> **DO THIS**: Convert the lines below into a JSON list of strings, one string for each line and no entries for blank lines. Leave the pictures out of your answer.
[DATA SHOWN start]
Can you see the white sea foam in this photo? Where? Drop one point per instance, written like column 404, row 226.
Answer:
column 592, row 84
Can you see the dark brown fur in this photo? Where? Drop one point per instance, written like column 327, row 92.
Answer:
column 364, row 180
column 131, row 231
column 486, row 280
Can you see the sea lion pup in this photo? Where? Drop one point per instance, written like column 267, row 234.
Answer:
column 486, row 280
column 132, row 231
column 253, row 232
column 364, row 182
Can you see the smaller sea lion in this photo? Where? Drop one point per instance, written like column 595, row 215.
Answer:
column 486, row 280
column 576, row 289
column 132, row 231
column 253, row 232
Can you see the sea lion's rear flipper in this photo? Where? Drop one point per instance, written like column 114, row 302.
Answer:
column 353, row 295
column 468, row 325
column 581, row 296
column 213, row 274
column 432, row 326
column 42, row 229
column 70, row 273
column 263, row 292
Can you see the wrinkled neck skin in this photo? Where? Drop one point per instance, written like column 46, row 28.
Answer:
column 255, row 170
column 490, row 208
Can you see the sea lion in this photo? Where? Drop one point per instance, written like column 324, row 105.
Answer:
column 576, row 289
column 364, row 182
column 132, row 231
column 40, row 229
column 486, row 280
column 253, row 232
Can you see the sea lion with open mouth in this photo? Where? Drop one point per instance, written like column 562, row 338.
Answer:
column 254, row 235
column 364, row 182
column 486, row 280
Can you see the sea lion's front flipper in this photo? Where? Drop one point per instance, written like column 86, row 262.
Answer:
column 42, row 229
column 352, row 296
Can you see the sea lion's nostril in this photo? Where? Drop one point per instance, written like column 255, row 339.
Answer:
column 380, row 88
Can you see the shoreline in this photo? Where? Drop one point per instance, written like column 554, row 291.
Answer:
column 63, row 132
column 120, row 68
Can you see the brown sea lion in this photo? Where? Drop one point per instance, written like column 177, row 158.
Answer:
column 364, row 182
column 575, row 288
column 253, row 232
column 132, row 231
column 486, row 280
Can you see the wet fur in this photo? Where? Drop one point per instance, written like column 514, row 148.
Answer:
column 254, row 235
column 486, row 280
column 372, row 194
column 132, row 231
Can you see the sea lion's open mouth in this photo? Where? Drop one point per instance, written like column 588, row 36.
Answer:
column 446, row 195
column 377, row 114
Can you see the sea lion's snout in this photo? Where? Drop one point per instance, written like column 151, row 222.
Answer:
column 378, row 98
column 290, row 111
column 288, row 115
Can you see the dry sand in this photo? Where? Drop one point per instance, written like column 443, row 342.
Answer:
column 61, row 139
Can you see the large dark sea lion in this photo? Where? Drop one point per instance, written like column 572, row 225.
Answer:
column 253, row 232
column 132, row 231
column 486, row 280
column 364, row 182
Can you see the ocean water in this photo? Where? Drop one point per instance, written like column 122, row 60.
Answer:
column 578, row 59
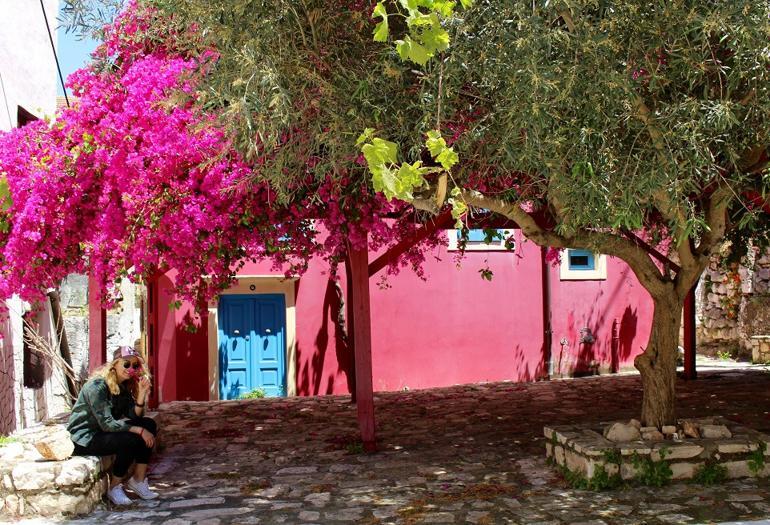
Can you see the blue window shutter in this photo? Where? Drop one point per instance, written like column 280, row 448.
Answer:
column 581, row 260
column 476, row 236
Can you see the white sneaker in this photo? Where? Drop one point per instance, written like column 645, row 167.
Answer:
column 118, row 496
column 141, row 488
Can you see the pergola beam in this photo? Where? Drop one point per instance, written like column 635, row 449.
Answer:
column 97, row 326
column 362, row 344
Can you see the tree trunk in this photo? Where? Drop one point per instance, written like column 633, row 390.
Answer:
column 658, row 363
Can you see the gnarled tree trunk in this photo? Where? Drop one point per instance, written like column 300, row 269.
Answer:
column 657, row 364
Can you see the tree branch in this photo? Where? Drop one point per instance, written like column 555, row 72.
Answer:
column 669, row 209
column 639, row 261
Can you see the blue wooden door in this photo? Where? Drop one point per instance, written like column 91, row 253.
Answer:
column 252, row 348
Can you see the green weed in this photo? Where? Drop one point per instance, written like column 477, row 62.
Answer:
column 757, row 459
column 710, row 474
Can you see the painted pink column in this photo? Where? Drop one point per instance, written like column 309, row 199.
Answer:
column 97, row 327
column 359, row 267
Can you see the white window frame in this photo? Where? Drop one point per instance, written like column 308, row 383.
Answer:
column 599, row 273
column 497, row 245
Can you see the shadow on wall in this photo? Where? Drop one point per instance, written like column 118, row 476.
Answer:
column 600, row 342
column 192, row 357
column 310, row 373
column 7, row 381
column 521, row 371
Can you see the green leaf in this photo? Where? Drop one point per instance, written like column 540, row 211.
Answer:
column 435, row 143
column 380, row 152
column 448, row 158
column 366, row 136
column 414, row 51
column 438, row 150
column 381, row 31
column 436, row 37
column 379, row 10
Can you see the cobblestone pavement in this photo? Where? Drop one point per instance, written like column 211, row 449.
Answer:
column 466, row 454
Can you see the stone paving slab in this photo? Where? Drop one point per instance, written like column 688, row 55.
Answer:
column 466, row 454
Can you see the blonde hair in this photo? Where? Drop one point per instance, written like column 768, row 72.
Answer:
column 110, row 376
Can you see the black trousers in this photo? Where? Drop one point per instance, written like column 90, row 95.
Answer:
column 127, row 446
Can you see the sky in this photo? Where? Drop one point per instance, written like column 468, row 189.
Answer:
column 73, row 54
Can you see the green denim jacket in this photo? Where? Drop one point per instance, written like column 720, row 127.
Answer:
column 97, row 410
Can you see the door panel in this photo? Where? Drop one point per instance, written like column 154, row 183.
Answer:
column 252, row 332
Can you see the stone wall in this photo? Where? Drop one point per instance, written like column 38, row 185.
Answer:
column 733, row 303
column 30, row 486
column 21, row 407
column 743, row 452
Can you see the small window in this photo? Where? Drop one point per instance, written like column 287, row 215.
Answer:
column 581, row 260
column 582, row 265
column 477, row 240
column 24, row 117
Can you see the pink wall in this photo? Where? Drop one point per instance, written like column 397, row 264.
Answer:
column 457, row 327
column 182, row 356
column 618, row 301
column 452, row 328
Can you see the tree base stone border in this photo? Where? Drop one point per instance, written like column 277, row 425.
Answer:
column 586, row 454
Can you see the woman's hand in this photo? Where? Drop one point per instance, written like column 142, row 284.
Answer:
column 143, row 386
column 146, row 435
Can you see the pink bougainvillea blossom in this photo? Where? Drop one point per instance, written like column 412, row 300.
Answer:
column 125, row 184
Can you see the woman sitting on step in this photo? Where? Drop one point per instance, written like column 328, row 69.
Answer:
column 116, row 391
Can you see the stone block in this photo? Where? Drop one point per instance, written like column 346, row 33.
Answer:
column 592, row 465
column 715, row 431
column 74, row 291
column 627, row 470
column 13, row 505
column 733, row 448
column 685, row 451
column 691, row 429
column 684, row 470
column 33, row 476
column 622, row 432
column 629, row 449
column 56, row 445
column 653, row 435
column 559, row 455
column 737, row 469
column 576, row 462
column 54, row 503
column 73, row 472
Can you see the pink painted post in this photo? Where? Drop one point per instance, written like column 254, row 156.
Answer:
column 690, row 371
column 362, row 337
column 97, row 327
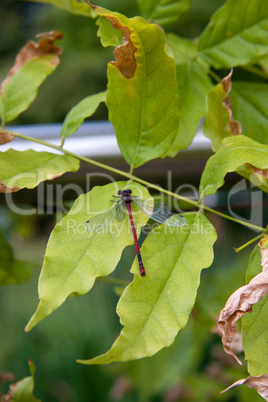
[DATA SHOWN end]
> **COMPLETE ANSWER**:
[
  "Can you see the white sea foam in this photo? Where? Drop one point per instance, written like column 404, row 226.",
  "Answer:",
  "column 592, row 84",
  "Can you see the dark brown fur in this photo? Where? Drop one point per instance, written like column 327, row 92.",
  "Answer:",
  "column 364, row 180",
  "column 131, row 231",
  "column 486, row 280",
  "Can you see the sea lion pup in this photo? Where? Drop one point per instance, written like column 267, row 234.",
  "Answer:",
  "column 486, row 280",
  "column 132, row 231",
  "column 253, row 232",
  "column 364, row 182",
  "Can you see the smaller sea lion in this photo? Where? Drop one point per instance, written like column 595, row 215.",
  "Answer:",
  "column 486, row 280",
  "column 576, row 289",
  "column 132, row 231",
  "column 253, row 232",
  "Can you see the sea lion's rear flipper in this photo? Where? Drop one point per instance, written like column 114, row 302.",
  "Answer:",
  "column 353, row 295",
  "column 468, row 325",
  "column 581, row 296",
  "column 213, row 274",
  "column 432, row 326",
  "column 42, row 229",
  "column 70, row 273",
  "column 263, row 292",
  "Can you see the wrinkled neck skin in this photo? Where? Drop one point per instance, written like column 46, row 28.",
  "Answer:",
  "column 255, row 170",
  "column 490, row 208",
  "Can you see the sea lion in this photo? Where? Drop one point per instance, written like column 324, row 105.",
  "Answer:",
  "column 576, row 289",
  "column 364, row 182",
  "column 132, row 231",
  "column 40, row 229",
  "column 486, row 280",
  "column 253, row 232",
  "Can you see the sea lion with open mouth in this photo? Where? Drop one point per instance, written like column 562, row 338.",
  "Answer:",
  "column 254, row 235",
  "column 364, row 182",
  "column 486, row 280",
  "Can you see the sea lion's front flipper in this photo? Where? Drop one point per instance, written like column 86, row 262.",
  "Answer:",
  "column 42, row 229",
  "column 352, row 296",
  "Can you see the sea lion's nostril in this photo? Where? Drop one point per instance, written like column 255, row 339.",
  "Answer:",
  "column 380, row 88",
  "Can you see the shoreline in this photo? Where? Drop one point per instance, written like column 554, row 291.",
  "Answer:",
  "column 63, row 132",
  "column 120, row 68",
  "Can you see the brown sea lion in this photo? Where? Drop one point per instance, written like column 177, row 158.",
  "Answer:",
  "column 364, row 182",
  "column 575, row 288",
  "column 253, row 232",
  "column 132, row 231",
  "column 486, row 280",
  "Can you see the wet fur in this photo? Where? Drop one point per instance, written like column 514, row 148.",
  "Answer:",
  "column 254, row 235",
  "column 486, row 280",
  "column 372, row 194",
  "column 132, row 231",
  "Can you see the sea lion's open mouth in this photo? Where? Drop one point per instance, written like column 588, row 36.",
  "Answer:",
  "column 446, row 195",
  "column 377, row 114",
  "Can you see the sea lion's snout in this photo? Where? Drop one point per instance, written like column 151, row 222.",
  "Answer:",
  "column 378, row 98",
  "column 290, row 111",
  "column 288, row 115",
  "Can you see the dry sand in this photo? Where? Drop one point per instance, written like column 443, row 342.",
  "Answer:",
  "column 61, row 139",
  "Can you see the large dark sea lion in this photo? Where? Drop one point per instance, written like column 572, row 225.",
  "Answer:",
  "column 253, row 232",
  "column 132, row 231",
  "column 486, row 280",
  "column 364, row 182",
  "Can you see the ocean water in this photo? Where? Drop one point per instance, written like column 122, row 60.",
  "Answer:",
  "column 578, row 59",
  "Can you see the blue window shutter in this photo? Where? Drop one point per instance, written like column 280, row 448.",
  "Answer:",
  "column 581, row 260",
  "column 476, row 236",
  "Can you see the white sneaker in this photo? Where? Drop one point per instance, written like column 645, row 167.",
  "Answer:",
  "column 118, row 496",
  "column 141, row 488",
  "Can you see the pergola beam in this photo? Where? Drop one point per instance, written like column 635, row 449.",
  "Answer:",
  "column 97, row 326",
  "column 362, row 344",
  "Can you see the tree trunk in this photo? Where? Drop one point per instance, written like column 633, row 390.",
  "Answer:",
  "column 658, row 363",
  "Can you see the gnarled tree trunk in this photo? Where? Drop one point per instance, written like column 300, row 269.",
  "Answer:",
  "column 657, row 364",
  "Can you see the tree branch in this photo? Where? Drop one point per instance, written like column 555, row 72.",
  "Answer:",
  "column 669, row 209",
  "column 639, row 261",
  "Can you see the blue wooden door in this photo? Where? Drop one point per instance, written like column 91, row 253.",
  "Answer:",
  "column 252, row 348",
  "Can you see the green weed in this photo? Where? Drop one point per instance, written like column 477, row 62.",
  "Answer:",
  "column 757, row 459",
  "column 710, row 474",
  "Can you see the painted pink column in this photo? Where? Drop one point per instance, written like column 309, row 199.",
  "Answer:",
  "column 97, row 327",
  "column 359, row 267",
  "Can you see the white window frame in this photo? Where? Drop one point per instance, written like column 308, row 383.",
  "Answer:",
  "column 599, row 273",
  "column 497, row 245",
  "Can you see the shadow on wall in this photo? Where? Drop one point per instance, written like column 118, row 476.",
  "Answer:",
  "column 600, row 342",
  "column 192, row 357",
  "column 310, row 373",
  "column 7, row 381",
  "column 521, row 371",
  "Can you see the green leaf in this photo? Where? Drop one point per instance, written like column 540, row 211.",
  "Answer:",
  "column 435, row 143",
  "column 380, row 152",
  "column 448, row 158",
  "column 366, row 136",
  "column 414, row 51",
  "column 438, row 150",
  "column 381, row 31",
  "column 436, row 37",
  "column 379, row 10",
  "Can you see the cobblestone pavement in this photo? Where? Drop one point per instance, written like column 211, row 449.",
  "Answer:",
  "column 466, row 454",
  "Can you see the stone paving slab in this photo? Where? Drop one point per instance, written like column 688, row 55.",
  "Answer:",
  "column 466, row 454",
  "Can you see the blonde hair in this photo? Where? Drop one point per instance, written like column 768, row 72.",
  "Answer:",
  "column 110, row 376",
  "Can you see the black trousers in this photo? Where? Drop one point per instance, written like column 90, row 95.",
  "Answer:",
  "column 127, row 446",
  "Can you see the sky in this photo? Where? Drop one point per instance, written like column 468, row 189.",
  "Answer:",
  "column 73, row 54",
  "Can you see the green denim jacket in this photo? Where? Drop one point per instance, written like column 720, row 127.",
  "Answer:",
  "column 97, row 410",
  "Can you see the door panel in this photo? Where? Drop one point per instance, written like column 154, row 183.",
  "Answer:",
  "column 252, row 332",
  "Can you see the stone wall in this photo? Where? Drop one point per instance, written like column 38, row 185.",
  "Answer:",
  "column 733, row 303",
  "column 30, row 486",
  "column 21, row 407",
  "column 743, row 452",
  "Can you see the small window in this photo? Where? Drop one point per instance, written like column 287, row 215.",
  "Answer:",
  "column 581, row 260",
  "column 582, row 265",
  "column 477, row 240",
  "column 24, row 117",
  "Can you see the pink wall in this photo? Where? Drop one point per instance, written like column 397, row 264.",
  "Answer:",
  "column 457, row 327",
  "column 182, row 356",
  "column 618, row 301",
  "column 452, row 328",
  "Can you see the tree base stone border in this photo? Where? Drop one point per instance, written like column 277, row 425.",
  "Answer:",
  "column 586, row 454",
  "Can you see the woman's hand in this photo? Where? Drop one point per instance, written like column 142, row 284.",
  "Answer:",
  "column 143, row 386",
  "column 146, row 435",
  "Can you see the pink bougainvillea blossom in this photo? Where? Drop one point per instance, written like column 412, row 300.",
  "Answer:",
  "column 125, row 184",
  "Can you see the woman sitting on step in this photo? Where? Drop one point per instance, written like column 328, row 69.",
  "Answer:",
  "column 116, row 391",
  "Can you see the stone block in this photo? Where? Drop one point per instance, written like column 346, row 33.",
  "Answer:",
  "column 592, row 465",
  "column 715, row 431",
  "column 74, row 291",
  "column 627, row 470",
  "column 13, row 505",
  "column 733, row 448",
  "column 685, row 451",
  "column 691, row 429",
  "column 684, row 470",
  "column 33, row 476",
  "column 622, row 432",
  "column 629, row 449",
  "column 56, row 445",
  "column 653, row 435",
  "column 559, row 455",
  "column 737, row 469",
  "column 576, row 462",
  "column 54, row 503",
  "column 73, row 472",
  "Can you see the pink painted post in this photo? Where? Drop one point per instance, written like column 254, row 156.",
  "Answer:",
  "column 690, row 371",
  "column 362, row 337",
  "column 97, row 327"
]